Problem details
Work through the data below and copy out every line where "exact" is found.

*** Provided records Section Begins ***

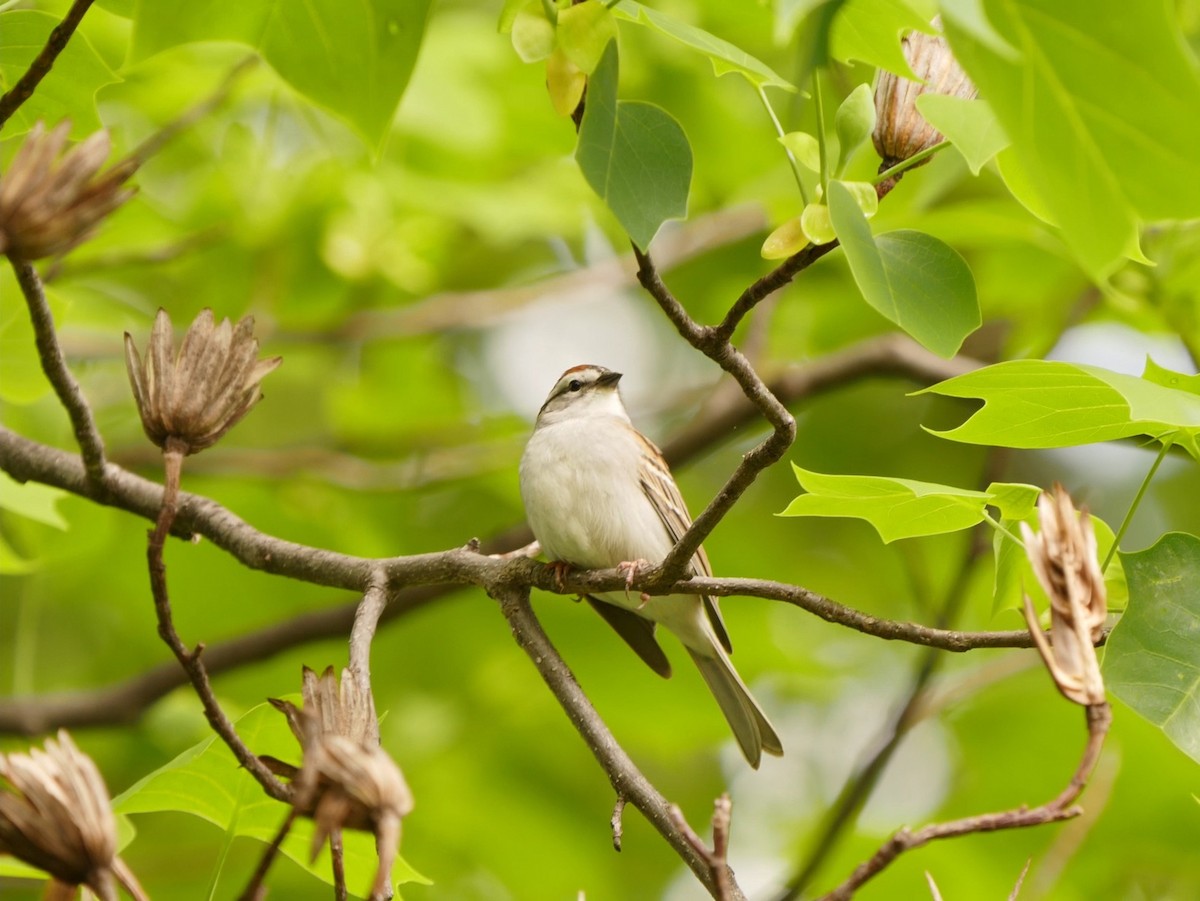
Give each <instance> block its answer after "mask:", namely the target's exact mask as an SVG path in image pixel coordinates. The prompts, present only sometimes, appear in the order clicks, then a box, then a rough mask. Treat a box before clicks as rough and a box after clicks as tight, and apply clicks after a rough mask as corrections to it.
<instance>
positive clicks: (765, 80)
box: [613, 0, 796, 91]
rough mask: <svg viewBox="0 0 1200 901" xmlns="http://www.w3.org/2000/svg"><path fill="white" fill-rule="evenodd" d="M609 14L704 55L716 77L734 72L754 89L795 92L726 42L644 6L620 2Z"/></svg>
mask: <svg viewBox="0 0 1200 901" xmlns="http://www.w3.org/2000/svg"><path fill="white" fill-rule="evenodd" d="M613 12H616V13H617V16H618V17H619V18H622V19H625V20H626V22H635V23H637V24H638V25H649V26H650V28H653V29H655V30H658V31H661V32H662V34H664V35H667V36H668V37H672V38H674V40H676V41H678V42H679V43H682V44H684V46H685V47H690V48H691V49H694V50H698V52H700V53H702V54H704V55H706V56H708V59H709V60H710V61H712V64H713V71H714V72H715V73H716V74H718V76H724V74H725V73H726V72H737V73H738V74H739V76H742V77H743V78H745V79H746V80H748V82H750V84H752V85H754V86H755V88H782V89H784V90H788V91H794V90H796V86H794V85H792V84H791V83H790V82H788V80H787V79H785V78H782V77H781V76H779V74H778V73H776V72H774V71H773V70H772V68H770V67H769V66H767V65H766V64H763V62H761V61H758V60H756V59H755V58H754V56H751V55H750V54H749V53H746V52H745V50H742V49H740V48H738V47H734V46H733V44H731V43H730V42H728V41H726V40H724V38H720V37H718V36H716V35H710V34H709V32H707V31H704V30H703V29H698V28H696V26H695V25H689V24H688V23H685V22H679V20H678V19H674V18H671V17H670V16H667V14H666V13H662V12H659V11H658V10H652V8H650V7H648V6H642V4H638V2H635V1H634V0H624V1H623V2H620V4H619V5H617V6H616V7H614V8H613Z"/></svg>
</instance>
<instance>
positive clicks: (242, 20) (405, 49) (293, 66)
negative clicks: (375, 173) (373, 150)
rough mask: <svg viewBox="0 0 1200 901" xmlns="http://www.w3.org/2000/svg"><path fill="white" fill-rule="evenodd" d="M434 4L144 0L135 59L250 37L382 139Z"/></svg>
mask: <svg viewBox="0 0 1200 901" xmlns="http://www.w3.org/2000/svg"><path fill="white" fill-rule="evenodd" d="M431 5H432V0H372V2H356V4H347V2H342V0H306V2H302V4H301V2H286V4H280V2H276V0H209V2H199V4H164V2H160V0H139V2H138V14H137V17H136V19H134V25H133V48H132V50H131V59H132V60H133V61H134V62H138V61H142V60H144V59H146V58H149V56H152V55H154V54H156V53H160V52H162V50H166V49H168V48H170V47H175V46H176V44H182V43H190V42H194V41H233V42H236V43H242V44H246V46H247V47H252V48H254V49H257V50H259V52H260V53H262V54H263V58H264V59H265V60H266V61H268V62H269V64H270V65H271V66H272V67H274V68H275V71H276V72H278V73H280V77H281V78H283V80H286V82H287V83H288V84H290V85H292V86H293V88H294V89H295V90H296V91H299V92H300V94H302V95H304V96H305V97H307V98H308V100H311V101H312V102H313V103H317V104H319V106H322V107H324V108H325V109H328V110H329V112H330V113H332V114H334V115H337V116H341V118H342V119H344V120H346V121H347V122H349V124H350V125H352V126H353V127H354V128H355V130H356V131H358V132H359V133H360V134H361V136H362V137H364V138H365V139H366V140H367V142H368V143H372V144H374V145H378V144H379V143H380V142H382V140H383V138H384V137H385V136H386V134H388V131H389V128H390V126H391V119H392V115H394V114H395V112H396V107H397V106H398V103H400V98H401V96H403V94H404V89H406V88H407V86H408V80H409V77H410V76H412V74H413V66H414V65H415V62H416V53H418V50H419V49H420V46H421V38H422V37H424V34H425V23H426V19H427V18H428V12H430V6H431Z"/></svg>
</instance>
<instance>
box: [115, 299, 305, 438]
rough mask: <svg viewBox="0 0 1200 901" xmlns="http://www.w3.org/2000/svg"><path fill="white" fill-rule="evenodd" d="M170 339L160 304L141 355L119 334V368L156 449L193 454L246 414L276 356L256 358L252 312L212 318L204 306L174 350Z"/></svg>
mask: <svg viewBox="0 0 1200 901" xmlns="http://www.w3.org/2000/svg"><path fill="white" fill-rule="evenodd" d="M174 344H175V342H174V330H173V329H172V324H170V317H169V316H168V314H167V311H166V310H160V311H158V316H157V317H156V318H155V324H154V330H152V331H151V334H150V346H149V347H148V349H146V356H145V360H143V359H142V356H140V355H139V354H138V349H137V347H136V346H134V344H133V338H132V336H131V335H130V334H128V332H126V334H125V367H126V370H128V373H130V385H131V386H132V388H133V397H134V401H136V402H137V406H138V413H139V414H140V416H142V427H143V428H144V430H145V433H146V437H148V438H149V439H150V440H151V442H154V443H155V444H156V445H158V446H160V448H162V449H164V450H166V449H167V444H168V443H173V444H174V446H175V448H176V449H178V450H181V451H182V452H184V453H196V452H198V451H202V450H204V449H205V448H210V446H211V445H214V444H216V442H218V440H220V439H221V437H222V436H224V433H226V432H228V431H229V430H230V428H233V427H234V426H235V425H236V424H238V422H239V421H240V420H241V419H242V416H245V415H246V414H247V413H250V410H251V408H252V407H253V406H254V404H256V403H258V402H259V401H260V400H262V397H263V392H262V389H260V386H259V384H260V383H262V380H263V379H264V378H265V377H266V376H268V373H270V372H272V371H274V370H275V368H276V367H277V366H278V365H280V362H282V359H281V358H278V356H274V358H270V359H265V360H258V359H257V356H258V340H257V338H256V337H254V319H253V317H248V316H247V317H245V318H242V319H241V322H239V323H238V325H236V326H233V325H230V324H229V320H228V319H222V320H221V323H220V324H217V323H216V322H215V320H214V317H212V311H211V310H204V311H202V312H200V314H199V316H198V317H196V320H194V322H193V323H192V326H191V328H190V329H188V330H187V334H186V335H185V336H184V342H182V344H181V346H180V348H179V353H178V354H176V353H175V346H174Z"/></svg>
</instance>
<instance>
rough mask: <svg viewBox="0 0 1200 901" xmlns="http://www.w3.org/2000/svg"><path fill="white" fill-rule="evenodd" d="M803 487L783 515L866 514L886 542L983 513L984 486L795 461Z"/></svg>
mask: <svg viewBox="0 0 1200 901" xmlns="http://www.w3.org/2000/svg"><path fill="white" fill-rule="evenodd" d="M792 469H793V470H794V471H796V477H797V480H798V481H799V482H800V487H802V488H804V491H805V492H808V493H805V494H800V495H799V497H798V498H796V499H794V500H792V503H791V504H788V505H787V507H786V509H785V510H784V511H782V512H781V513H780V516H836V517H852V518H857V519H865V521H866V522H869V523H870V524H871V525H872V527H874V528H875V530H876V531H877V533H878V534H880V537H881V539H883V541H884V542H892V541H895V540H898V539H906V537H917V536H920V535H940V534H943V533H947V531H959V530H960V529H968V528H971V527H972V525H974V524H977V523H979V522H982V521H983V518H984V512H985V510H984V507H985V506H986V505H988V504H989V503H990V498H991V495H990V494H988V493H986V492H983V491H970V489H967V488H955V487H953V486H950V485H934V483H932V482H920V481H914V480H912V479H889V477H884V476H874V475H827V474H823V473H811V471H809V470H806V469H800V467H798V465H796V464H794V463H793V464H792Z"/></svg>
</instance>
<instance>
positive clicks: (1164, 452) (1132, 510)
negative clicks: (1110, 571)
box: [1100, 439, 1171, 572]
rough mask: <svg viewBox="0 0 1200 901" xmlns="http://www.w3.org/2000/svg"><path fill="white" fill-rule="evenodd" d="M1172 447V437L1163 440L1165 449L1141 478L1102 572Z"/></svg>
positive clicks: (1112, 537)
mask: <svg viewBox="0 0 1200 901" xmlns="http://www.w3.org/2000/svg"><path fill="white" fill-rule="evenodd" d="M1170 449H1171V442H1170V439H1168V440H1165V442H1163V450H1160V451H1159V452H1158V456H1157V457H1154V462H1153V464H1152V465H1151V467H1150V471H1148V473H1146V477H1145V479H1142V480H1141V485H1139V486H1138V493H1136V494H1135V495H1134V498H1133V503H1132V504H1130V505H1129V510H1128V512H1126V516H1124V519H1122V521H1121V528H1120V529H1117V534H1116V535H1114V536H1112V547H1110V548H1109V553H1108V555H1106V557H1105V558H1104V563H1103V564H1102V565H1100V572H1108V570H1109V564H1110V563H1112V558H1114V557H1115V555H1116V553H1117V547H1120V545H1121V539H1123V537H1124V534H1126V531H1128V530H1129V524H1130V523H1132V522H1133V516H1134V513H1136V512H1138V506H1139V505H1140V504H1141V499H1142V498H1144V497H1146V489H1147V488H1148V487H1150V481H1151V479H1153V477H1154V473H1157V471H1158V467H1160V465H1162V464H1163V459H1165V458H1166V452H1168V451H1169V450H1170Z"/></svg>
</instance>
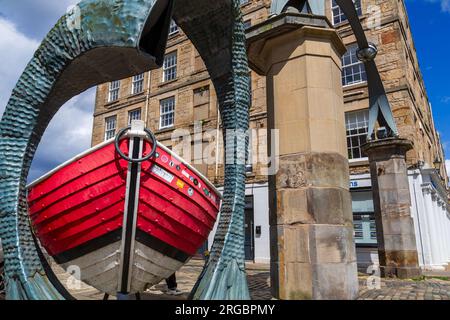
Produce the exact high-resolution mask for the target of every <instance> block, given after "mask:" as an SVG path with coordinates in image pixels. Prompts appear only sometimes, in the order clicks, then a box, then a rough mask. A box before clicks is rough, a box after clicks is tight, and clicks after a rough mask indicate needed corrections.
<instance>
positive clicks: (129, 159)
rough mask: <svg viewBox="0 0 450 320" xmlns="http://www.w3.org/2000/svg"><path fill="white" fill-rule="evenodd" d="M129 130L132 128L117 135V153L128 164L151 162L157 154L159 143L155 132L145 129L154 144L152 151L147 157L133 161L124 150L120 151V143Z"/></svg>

*** Provided records Section Ends ***

Answer to this task
Give each <instance> block its answer after "mask:", namely the target's exact mask as an SVG path in image pixel coordinates. The prompts, present only sometimes, appear in the order clicks, then a box, then a rough mask. Treat a box before clicks as rough and a box after clicks as tight, and apply clicks after a rough mask as corrections to it.
Produce the exact high-resolution mask for the target of every <instance> block, given after "mask:" as an SVG path with coordinates in image pixels. Prompts appear only sometimes, in the order clicks, then a box, then a rough mask. A box before clicks is rough, a box after clicks is tight, and clicks after a rough mask indicate needed corrections.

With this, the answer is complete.